### EXCERPT PROVIDED

━━━━━━━━━━

The village of Fulton, once known as Lincoln Center, was a thriving village of more than 300 residents in 1881. The little village was served by many businesses and the economy was helped by the limestone quarry nearby.

As the village grew, one of the businessmen, Alpheous Pipes, decided to build a hotel to accommodate the quarry workers. The two-story hotel became a reality in 1891 when it was completed. Although the outside was plain, the inside had many amenities, typical of many hotels of that era. Pipes turned to Alonso Lorenzo Gano (Ren) and his wife, Lillian, to run it and the livery stable that was part of the business.

Gano was known for his drinking habits and on many occasions had beaten and choked his wife, with his young son and daughter witnessing, according to “old” newspaper accounts. One evening Ren returned from a dance in Westfield, stopping in Ashley at the distillery where he picked up a jug.

Upon his arrival at the hotel, he could not find his wife in their downstairs bedroom so went upstairs to find her. The door to that room was locked so he broke into it and found Lillian, whom he tried to choke. When she broke away and ran downstairs he followed and grabbed a shotgun from the office, shooting her in the left side of the chest. The doctor was called, but he could not save her. She died at 9:30 am.

━━━━━━━━━━

### SUPPLIED MATERIAL
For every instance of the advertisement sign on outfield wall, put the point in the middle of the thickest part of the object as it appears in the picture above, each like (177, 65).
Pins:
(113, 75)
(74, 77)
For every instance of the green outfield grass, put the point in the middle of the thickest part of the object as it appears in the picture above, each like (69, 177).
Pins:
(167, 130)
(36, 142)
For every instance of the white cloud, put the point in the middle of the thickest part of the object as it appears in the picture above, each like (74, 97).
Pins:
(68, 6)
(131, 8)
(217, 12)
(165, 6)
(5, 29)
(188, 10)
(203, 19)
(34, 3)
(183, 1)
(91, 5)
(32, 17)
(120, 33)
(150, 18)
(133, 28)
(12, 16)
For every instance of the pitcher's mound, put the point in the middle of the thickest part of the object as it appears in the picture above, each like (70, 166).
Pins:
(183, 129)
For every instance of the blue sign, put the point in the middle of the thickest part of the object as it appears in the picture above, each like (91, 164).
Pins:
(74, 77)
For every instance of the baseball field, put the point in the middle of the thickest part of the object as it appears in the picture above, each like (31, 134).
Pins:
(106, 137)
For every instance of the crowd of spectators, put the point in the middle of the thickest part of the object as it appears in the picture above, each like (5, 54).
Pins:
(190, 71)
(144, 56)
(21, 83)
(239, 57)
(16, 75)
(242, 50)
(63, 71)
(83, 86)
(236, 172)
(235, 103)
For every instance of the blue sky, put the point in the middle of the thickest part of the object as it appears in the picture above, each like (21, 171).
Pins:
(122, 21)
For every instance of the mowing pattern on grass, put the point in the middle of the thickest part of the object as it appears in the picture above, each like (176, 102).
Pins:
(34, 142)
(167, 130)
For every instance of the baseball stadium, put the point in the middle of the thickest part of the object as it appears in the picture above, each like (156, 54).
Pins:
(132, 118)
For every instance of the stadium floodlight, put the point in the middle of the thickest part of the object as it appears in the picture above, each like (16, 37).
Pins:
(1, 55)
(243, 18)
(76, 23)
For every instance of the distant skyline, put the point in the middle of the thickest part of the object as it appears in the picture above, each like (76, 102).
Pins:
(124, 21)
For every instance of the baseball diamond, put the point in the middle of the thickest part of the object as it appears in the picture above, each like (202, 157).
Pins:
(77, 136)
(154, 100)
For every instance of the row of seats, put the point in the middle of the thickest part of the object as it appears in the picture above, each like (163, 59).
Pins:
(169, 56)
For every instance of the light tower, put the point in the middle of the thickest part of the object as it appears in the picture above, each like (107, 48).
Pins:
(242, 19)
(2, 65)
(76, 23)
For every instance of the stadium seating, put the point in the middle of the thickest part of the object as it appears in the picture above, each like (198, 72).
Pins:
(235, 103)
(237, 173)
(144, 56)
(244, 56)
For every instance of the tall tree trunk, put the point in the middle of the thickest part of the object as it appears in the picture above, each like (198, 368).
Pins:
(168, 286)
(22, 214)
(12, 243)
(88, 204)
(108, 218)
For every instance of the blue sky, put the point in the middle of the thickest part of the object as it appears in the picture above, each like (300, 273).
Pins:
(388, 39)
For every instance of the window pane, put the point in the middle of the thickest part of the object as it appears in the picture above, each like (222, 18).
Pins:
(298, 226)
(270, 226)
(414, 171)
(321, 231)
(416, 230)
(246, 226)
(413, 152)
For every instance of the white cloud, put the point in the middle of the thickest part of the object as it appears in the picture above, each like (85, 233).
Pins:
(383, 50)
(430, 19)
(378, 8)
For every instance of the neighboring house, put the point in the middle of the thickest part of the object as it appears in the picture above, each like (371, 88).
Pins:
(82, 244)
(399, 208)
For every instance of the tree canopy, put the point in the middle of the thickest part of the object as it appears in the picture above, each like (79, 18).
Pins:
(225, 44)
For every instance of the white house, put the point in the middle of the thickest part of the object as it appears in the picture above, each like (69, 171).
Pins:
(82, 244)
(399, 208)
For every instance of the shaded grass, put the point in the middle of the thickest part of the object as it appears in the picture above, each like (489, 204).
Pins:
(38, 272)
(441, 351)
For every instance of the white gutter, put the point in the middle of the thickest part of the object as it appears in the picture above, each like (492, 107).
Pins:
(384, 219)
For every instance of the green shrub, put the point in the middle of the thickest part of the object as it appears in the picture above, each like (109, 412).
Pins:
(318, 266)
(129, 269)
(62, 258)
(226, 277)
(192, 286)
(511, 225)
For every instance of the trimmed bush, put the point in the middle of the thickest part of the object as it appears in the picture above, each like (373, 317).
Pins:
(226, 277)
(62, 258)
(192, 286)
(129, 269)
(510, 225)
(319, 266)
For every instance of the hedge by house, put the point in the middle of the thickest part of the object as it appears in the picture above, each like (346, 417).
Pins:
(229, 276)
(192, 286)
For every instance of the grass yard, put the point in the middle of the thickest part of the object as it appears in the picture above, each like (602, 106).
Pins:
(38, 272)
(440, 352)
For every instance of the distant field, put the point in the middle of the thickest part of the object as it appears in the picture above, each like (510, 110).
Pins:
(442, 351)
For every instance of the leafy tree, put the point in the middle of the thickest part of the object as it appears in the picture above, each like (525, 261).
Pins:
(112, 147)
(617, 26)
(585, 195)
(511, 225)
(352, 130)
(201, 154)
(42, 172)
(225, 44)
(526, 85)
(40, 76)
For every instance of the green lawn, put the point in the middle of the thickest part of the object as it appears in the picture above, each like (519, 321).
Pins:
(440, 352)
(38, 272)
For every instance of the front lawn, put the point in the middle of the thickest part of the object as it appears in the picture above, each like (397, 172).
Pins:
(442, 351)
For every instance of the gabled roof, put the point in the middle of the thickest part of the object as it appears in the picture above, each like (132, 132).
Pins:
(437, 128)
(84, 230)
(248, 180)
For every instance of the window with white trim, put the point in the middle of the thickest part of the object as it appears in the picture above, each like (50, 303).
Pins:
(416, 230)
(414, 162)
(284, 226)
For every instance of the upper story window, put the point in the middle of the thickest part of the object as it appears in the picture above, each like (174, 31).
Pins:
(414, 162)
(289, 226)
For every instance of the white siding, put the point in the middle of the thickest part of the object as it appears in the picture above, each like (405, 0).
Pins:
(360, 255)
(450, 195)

━━━━━━━━━━

### EXERCISES
[1] Do these statements agree with the account of the Fulton hotel? Answer each with yes or no and quote the words of the account that decide it. (a) The hotel was completed in 1891. (b) Ren found Lillian in their downstairs bedroom. (c) Ren stopped at the distillery in Westfield.
[2] Swap "shotgun" for "rifle" in the account of the Fulton hotel, and write out the passage from "Upon his arrival" up to and including "at 9:30 am.".
[3] Extend the account of the Fulton hotel by continuing it after its final sentence.

### THE REPLIES
[1]
(a) Yes: "The two-story hotel became a reality in 1891 when it was completed."
(b) No: "he could not find his wife in their downstairs bedroom so went upstairs to find her."
(c) No: "One evening Ren returned from a dance in Westfield, stopping in Ashley at the distillery where he picked up a jug."

[2]
Upon his arrival at the hotel, he could not find his wife in their downstairs bedroom so went upstairs to find her. The door to that room was locked so he broke into it and found Lillian, whom he tried to choke. When she broke away and ran downstairs he followed and grabbed a rifle from the office, shooting her in the left side of the chest. The doctor was called, but he could not save her. She died at 9:30 am.

[3]
Reno was arrested, taken to Mount Gilead jail,arraigned and held there. Following a botched attempt at escape, his trial was held the following March. Many witnesses testified to his being a scoundrel but his family, which had a background as pioneers and well respected came daily, bringing his two children.

He was found guilty and sentencing was scheduled for the next day. When court convened, word was sent that the prisoner was near death. He did expire, saving his family the shame of having a convicted killer in the family.

It was thought that his sister, who had brought him flowers the night before had tucked a bottle of poison in the flowers. There was a note on brown paper that was thought to be instructions on how to take the poison.

The hotel was later split, with the back part rebuilt to fit neatly in the hole across the street where the stately home of Mr Pipes had sat until it burned to the ground. The front part became a residence at 103 E. Main St., standing on the original site of the Hotel Fulton.

The one time residents of that property, now vacant, said the part they lived in was the part in which Lillian Gano died, but “they did not believe in ghosts,” and never saw a sign of her.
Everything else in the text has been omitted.